Transcribe the listing below word for word.

** BEGIN **

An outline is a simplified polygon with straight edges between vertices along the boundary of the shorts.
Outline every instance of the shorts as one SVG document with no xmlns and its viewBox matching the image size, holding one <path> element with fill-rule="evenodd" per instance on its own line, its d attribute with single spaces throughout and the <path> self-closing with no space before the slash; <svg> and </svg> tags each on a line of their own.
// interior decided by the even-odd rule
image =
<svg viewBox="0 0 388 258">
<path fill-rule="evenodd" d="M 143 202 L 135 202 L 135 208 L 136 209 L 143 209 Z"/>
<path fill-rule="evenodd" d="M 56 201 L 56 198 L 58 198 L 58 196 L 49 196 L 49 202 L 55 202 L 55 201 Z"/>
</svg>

** END **

* SOLUTION TO THIS EXERCISE:
An outline is a simplified polygon with straight edges between vertices along the boundary of the shorts.
Outline every instance of the shorts as one SVG document with no xmlns and its viewBox matching the image size, holding one <path> element with fill-rule="evenodd" per instance on its own line, its d attribute with single spaces throughout and the <path> self-closing with no space before the slash; <svg> and </svg> tags each on a line of their own.
// interior decided by the even-odd rule
image =
<svg viewBox="0 0 388 258">
<path fill-rule="evenodd" d="M 143 202 L 135 202 L 135 208 L 136 209 L 143 209 Z"/>
<path fill-rule="evenodd" d="M 56 201 L 56 198 L 58 198 L 58 196 L 49 196 L 49 202 L 55 202 L 55 201 Z"/>
</svg>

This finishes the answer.